Extrait fourni.
☆ ☆ ☆ ☆

Et on continue d’avoir mal, de tant espérer sans y croire plus vraiment, de tant vouloir convaincre sans l’oser davantage… La bataille n’a pas lieu, puisqu’on refuse l’affront, on recule devant ses propres armes, on ne se saisit que de sa lâcheté au moment fatidique et on renonce avant l’assaut.

L’honneur d’avoir à se dévoiler entièrement est sauf, ouf, cette fois encore nul besoin d’exprimer pleinement, sereinement, en confiance, les mille menues broutilles qui ont peuplé nos rêves et nos cauchemars… On a sauvegardé l’essentiel, la paix apparente de relations tranquilles.

☆ ☆ ☆ ☆

Enregistrements fournis.
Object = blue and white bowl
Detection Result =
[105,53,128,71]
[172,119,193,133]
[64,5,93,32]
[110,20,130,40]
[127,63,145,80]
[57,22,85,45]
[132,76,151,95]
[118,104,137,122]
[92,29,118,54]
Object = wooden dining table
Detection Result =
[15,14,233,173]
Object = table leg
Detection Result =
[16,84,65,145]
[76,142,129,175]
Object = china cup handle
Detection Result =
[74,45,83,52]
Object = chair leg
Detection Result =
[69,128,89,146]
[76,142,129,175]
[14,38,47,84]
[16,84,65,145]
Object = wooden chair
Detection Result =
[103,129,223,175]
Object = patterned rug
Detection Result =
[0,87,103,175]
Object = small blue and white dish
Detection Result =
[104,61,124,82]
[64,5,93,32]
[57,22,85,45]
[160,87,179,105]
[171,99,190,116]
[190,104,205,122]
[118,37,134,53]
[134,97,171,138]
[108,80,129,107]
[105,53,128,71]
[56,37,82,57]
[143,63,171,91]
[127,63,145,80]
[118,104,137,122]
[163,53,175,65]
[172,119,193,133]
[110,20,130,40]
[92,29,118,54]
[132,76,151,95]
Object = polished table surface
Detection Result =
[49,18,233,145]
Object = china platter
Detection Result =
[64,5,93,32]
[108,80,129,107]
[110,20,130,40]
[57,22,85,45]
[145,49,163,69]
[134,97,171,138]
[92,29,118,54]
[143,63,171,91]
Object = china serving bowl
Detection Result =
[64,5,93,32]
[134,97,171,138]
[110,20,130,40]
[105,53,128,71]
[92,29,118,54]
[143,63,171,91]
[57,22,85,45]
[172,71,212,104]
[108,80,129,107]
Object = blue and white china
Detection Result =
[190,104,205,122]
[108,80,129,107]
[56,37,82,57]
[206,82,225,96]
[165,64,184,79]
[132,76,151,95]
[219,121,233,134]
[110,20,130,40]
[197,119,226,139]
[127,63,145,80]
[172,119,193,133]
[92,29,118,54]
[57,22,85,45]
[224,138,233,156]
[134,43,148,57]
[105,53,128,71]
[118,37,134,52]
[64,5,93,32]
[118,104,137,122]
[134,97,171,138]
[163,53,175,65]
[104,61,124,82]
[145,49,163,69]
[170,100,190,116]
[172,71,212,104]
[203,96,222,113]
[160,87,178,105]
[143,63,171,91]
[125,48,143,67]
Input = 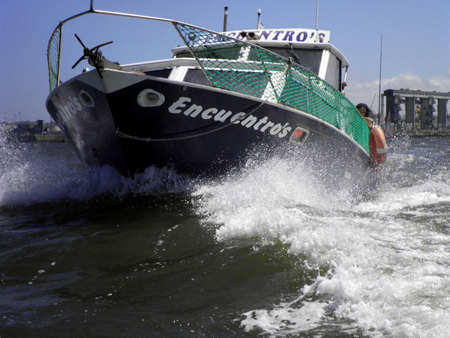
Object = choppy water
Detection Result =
[0,138,450,338]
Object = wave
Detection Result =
[194,141,450,337]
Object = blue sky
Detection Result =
[0,0,450,121]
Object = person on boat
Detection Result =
[356,103,387,168]
[356,103,373,118]
[356,103,374,128]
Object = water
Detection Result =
[0,138,450,338]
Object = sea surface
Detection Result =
[0,138,450,338]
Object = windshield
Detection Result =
[268,48,323,75]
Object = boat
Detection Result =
[46,2,384,193]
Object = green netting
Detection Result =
[47,25,62,92]
[174,23,370,152]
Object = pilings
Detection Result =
[379,89,450,137]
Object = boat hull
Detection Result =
[47,70,371,190]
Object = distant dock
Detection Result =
[378,89,450,138]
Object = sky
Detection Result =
[0,0,450,122]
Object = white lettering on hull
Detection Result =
[168,96,292,138]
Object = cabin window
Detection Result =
[175,44,241,60]
[325,53,342,90]
[143,68,172,79]
[183,69,211,87]
[268,48,323,75]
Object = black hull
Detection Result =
[47,71,371,191]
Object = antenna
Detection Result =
[315,0,320,42]
[378,34,383,125]
[316,0,319,31]
[256,9,261,29]
[223,7,228,32]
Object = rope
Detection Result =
[116,100,267,142]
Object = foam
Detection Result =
[196,151,450,338]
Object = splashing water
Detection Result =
[192,143,450,337]
[0,141,190,206]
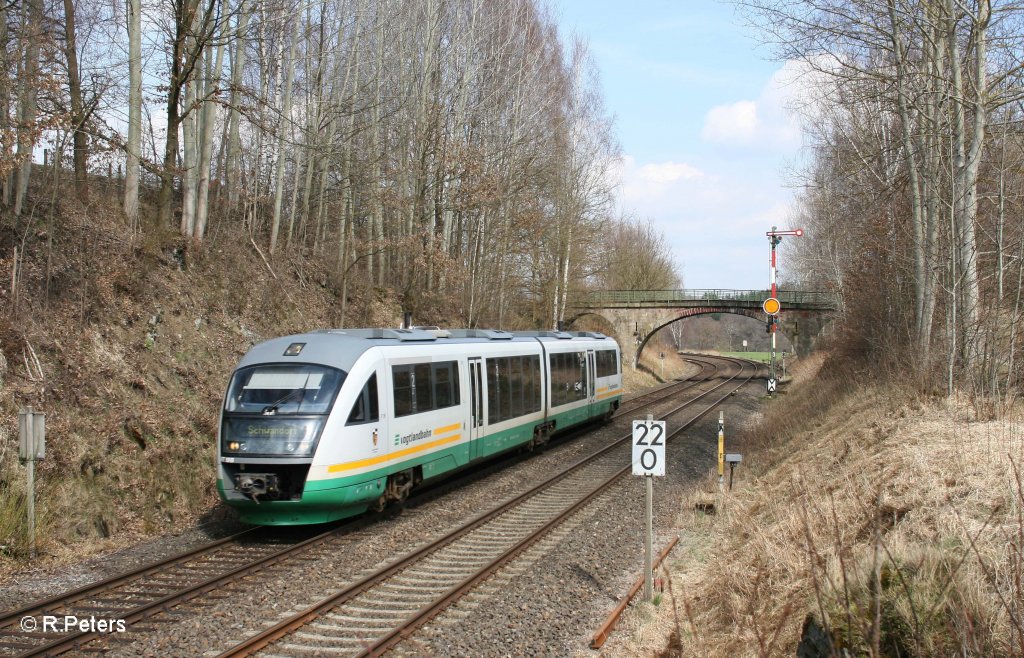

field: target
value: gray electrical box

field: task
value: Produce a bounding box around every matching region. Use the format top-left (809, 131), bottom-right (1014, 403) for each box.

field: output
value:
top-left (17, 406), bottom-right (46, 462)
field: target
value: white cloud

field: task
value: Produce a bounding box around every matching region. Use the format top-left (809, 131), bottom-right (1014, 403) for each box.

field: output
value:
top-left (700, 100), bottom-right (759, 144)
top-left (700, 61), bottom-right (817, 152)
top-left (631, 159), bottom-right (703, 183)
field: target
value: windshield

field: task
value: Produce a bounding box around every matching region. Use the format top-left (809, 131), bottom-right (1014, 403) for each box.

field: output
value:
top-left (224, 364), bottom-right (345, 415)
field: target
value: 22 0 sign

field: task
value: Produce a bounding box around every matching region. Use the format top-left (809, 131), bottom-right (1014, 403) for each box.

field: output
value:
top-left (633, 421), bottom-right (666, 476)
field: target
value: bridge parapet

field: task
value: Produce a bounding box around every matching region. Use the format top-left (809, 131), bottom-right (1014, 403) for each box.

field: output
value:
top-left (570, 289), bottom-right (839, 364)
top-left (575, 289), bottom-right (838, 311)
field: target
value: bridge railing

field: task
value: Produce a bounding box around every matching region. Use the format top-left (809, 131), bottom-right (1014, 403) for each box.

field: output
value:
top-left (580, 289), bottom-right (836, 309)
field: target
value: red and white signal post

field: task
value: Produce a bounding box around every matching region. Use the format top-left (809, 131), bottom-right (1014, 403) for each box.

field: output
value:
top-left (761, 226), bottom-right (804, 395)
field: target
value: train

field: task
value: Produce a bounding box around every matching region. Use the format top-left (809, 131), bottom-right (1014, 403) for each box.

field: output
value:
top-left (217, 327), bottom-right (623, 525)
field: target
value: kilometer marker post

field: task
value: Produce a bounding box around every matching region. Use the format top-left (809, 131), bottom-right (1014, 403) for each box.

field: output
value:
top-left (633, 413), bottom-right (666, 601)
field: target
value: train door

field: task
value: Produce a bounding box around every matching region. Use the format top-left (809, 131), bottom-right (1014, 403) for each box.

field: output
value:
top-left (469, 357), bottom-right (483, 460)
top-left (587, 350), bottom-right (597, 415)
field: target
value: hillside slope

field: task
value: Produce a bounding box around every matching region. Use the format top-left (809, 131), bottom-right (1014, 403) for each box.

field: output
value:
top-left (602, 357), bottom-right (1024, 657)
top-left (0, 207), bottom-right (400, 568)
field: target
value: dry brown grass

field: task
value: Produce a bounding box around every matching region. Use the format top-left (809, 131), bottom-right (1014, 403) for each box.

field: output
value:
top-left (604, 362), bottom-right (1024, 658)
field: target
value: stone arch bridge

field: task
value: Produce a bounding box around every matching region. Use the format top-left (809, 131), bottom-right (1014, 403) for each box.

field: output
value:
top-left (566, 290), bottom-right (838, 367)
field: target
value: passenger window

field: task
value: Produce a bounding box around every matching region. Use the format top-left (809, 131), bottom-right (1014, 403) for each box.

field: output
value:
top-left (347, 372), bottom-right (380, 425)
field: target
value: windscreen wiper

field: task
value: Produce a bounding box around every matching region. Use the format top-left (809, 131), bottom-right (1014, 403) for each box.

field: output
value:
top-left (263, 387), bottom-right (306, 415)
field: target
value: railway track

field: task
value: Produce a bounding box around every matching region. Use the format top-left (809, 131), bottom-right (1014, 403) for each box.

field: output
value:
top-left (0, 364), bottom-right (753, 657)
top-left (219, 364), bottom-right (756, 658)
top-left (0, 528), bottom-right (356, 657)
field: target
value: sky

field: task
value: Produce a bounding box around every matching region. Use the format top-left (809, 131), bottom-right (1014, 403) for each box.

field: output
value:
top-left (551, 0), bottom-right (801, 290)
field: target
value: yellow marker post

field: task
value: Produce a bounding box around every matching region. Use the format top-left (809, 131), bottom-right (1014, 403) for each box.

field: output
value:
top-left (718, 411), bottom-right (725, 491)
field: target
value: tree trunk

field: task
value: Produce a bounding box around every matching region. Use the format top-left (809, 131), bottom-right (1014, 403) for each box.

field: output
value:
top-left (124, 0), bottom-right (142, 231)
top-left (63, 0), bottom-right (89, 203)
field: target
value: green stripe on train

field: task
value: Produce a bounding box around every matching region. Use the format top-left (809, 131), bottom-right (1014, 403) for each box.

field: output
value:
top-left (217, 396), bottom-right (621, 525)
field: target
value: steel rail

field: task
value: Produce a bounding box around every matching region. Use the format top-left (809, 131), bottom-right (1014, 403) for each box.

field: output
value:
top-left (611, 357), bottom-right (725, 418)
top-left (590, 537), bottom-right (679, 649)
top-left (0, 357), bottom-right (753, 658)
top-left (218, 357), bottom-right (756, 658)
top-left (0, 528), bottom-right (261, 631)
top-left (7, 520), bottom-right (369, 658)
top-left (357, 360), bottom-right (753, 658)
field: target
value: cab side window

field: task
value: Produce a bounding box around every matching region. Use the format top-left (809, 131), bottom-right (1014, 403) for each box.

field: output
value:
top-left (346, 372), bottom-right (380, 425)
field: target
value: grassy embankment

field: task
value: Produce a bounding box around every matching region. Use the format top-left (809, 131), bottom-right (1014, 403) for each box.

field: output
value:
top-left (604, 355), bottom-right (1024, 658)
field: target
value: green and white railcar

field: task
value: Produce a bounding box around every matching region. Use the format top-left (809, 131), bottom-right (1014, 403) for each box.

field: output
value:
top-left (217, 330), bottom-right (622, 525)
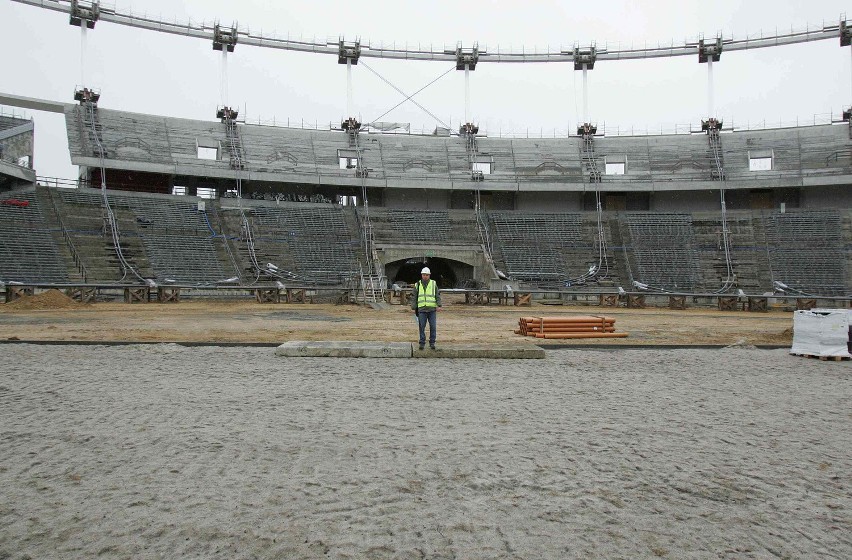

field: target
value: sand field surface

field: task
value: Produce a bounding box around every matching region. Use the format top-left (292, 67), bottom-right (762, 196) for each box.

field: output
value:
top-left (0, 292), bottom-right (793, 345)
top-left (0, 344), bottom-right (852, 560)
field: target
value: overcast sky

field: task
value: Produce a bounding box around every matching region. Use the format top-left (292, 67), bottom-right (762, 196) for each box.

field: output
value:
top-left (0, 0), bottom-right (852, 177)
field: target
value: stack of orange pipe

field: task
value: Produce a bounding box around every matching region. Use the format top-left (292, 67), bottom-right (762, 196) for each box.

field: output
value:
top-left (515, 315), bottom-right (627, 339)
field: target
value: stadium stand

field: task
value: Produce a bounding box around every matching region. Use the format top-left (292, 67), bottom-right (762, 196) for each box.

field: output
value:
top-left (0, 189), bottom-right (68, 283)
top-left (763, 211), bottom-right (849, 295)
top-left (620, 212), bottom-right (704, 292)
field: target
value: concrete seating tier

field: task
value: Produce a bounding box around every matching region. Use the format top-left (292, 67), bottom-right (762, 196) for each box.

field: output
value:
top-left (142, 233), bottom-right (229, 284)
top-left (489, 212), bottom-right (592, 281)
top-left (621, 212), bottom-right (702, 292)
top-left (765, 210), bottom-right (849, 295)
top-left (251, 204), bottom-right (360, 285)
top-left (0, 191), bottom-right (68, 283)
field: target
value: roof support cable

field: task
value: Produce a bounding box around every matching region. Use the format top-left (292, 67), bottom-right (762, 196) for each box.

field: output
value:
top-left (83, 100), bottom-right (145, 283)
top-left (707, 125), bottom-right (735, 294)
top-left (361, 61), bottom-right (455, 128)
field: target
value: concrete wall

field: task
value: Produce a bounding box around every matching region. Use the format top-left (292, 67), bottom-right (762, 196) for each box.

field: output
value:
top-left (651, 191), bottom-right (720, 212)
top-left (514, 192), bottom-right (582, 212)
top-left (384, 189), bottom-right (450, 210)
top-left (801, 185), bottom-right (852, 209)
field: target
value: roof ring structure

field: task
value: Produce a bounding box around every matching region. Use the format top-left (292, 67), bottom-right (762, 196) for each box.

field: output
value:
top-left (69, 0), bottom-right (101, 29)
top-left (452, 42), bottom-right (479, 70)
top-left (12, 0), bottom-right (852, 64)
top-left (213, 22), bottom-right (237, 52)
top-left (698, 37), bottom-right (722, 63)
top-left (337, 39), bottom-right (361, 66)
top-left (573, 43), bottom-right (598, 70)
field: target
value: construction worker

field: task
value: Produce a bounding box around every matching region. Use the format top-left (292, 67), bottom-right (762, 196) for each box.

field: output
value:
top-left (411, 267), bottom-right (441, 350)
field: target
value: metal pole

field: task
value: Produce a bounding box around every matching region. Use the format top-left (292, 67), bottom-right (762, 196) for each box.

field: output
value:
top-left (346, 58), bottom-right (352, 119)
top-left (707, 58), bottom-right (716, 118)
top-left (222, 46), bottom-right (228, 107)
top-left (464, 64), bottom-right (470, 124)
top-left (583, 64), bottom-right (589, 124)
top-left (80, 21), bottom-right (86, 87)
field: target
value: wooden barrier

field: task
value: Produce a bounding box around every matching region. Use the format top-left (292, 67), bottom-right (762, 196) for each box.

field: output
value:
top-left (124, 286), bottom-right (151, 303)
top-left (285, 288), bottom-right (313, 303)
top-left (669, 296), bottom-right (686, 309)
top-left (6, 284), bottom-right (35, 303)
top-left (515, 293), bottom-right (532, 307)
top-left (157, 286), bottom-right (180, 303)
top-left (599, 294), bottom-right (619, 307)
top-left (719, 296), bottom-right (739, 311)
top-left (796, 298), bottom-right (817, 311)
top-left (627, 294), bottom-right (645, 309)
top-left (65, 286), bottom-right (98, 303)
top-left (254, 288), bottom-right (281, 303)
top-left (748, 297), bottom-right (769, 313)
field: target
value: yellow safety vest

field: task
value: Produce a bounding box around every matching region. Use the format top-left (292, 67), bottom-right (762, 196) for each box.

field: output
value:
top-left (417, 280), bottom-right (438, 309)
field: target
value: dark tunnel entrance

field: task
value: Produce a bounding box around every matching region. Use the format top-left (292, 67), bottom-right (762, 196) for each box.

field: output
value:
top-left (385, 257), bottom-right (473, 289)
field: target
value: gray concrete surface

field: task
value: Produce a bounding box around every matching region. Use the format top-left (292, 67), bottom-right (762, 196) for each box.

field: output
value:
top-left (275, 340), bottom-right (411, 358)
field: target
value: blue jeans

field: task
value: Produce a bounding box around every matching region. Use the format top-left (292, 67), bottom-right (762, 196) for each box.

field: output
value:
top-left (417, 309), bottom-right (437, 346)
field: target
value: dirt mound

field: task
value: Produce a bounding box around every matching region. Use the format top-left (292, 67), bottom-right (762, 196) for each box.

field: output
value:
top-left (6, 289), bottom-right (82, 311)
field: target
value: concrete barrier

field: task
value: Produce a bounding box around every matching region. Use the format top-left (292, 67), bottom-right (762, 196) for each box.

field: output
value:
top-left (275, 340), bottom-right (411, 358)
top-left (275, 340), bottom-right (544, 359)
top-left (412, 344), bottom-right (544, 360)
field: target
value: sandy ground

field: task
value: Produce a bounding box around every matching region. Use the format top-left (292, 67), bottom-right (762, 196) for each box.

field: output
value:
top-left (0, 344), bottom-right (852, 560)
top-left (0, 296), bottom-right (793, 345)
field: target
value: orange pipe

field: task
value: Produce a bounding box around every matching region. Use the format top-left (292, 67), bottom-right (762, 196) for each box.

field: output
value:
top-left (534, 333), bottom-right (628, 339)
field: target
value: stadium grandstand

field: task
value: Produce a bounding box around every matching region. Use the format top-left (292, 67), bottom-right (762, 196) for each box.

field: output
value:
top-left (0, 1), bottom-right (852, 306)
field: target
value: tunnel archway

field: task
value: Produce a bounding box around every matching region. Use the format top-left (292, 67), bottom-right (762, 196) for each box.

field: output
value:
top-left (385, 257), bottom-right (473, 289)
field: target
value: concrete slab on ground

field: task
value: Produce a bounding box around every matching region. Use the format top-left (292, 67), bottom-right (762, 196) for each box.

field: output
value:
top-left (412, 343), bottom-right (544, 360)
top-left (275, 340), bottom-right (544, 359)
top-left (275, 340), bottom-right (411, 358)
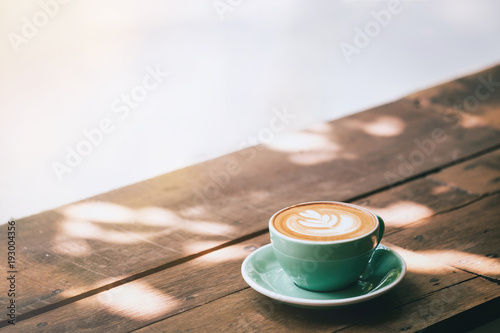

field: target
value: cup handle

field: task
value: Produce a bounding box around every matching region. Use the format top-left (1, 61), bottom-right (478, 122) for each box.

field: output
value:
top-left (375, 214), bottom-right (385, 246)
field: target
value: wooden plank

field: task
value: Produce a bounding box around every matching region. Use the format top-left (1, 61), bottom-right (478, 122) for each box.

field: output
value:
top-left (342, 277), bottom-right (500, 333)
top-left (354, 178), bottom-right (479, 235)
top-left (385, 194), bottom-right (500, 280)
top-left (427, 150), bottom-right (500, 195)
top-left (11, 171), bottom-right (476, 314)
top-left (405, 65), bottom-right (500, 128)
top-left (10, 179), bottom-right (477, 327)
top-left (12, 239), bottom-right (474, 332)
top-left (8, 68), bottom-right (500, 314)
top-left (130, 248), bottom-right (480, 333)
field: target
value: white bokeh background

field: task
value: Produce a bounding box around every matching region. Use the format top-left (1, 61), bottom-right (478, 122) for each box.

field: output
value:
top-left (0, 0), bottom-right (500, 221)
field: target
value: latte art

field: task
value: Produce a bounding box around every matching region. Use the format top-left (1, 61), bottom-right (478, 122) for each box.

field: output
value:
top-left (273, 203), bottom-right (377, 241)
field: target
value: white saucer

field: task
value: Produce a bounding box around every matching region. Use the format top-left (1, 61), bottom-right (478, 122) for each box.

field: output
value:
top-left (241, 244), bottom-right (406, 308)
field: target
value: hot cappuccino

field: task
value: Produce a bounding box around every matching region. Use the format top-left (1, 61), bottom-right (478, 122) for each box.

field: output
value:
top-left (272, 202), bottom-right (378, 241)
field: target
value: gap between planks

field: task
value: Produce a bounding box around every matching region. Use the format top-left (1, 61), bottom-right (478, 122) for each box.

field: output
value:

☆ ☆ ☆ ☆

Demande écrite 1. Recopiez l'extrait fourni en entier, à l'identique.
Demande écrite 2. Combien de lignes des enregistrements contiennent la chaîne « bridge » ? Donnez uniquement ce nombre.

Réponse écrite 1.
Et on continue d’avoir mal, de tant espérer sans y croire plus vraiment, de tant vouloir convaincre sans l’oser davantage… La bataille n’a pas lieu, puisqu’on refuse l’affront, on recule devant ses propres armes, on ne se saisit que de sa lâcheté au moment fatidique et on renonce avant l’assaut.

L’honneur d’avoir à se dévoiler entièrement est sauf, ouf, cette fois encore nul besoin d’exprimer pleinement, sereinement, en confiance, les mille menues broutilles qui ont peuplé nos rêves et nos cauchemars… On a sauvegardé l’essentiel, la paix apparente de relations tranquilles.

Réponse écrite 2. 3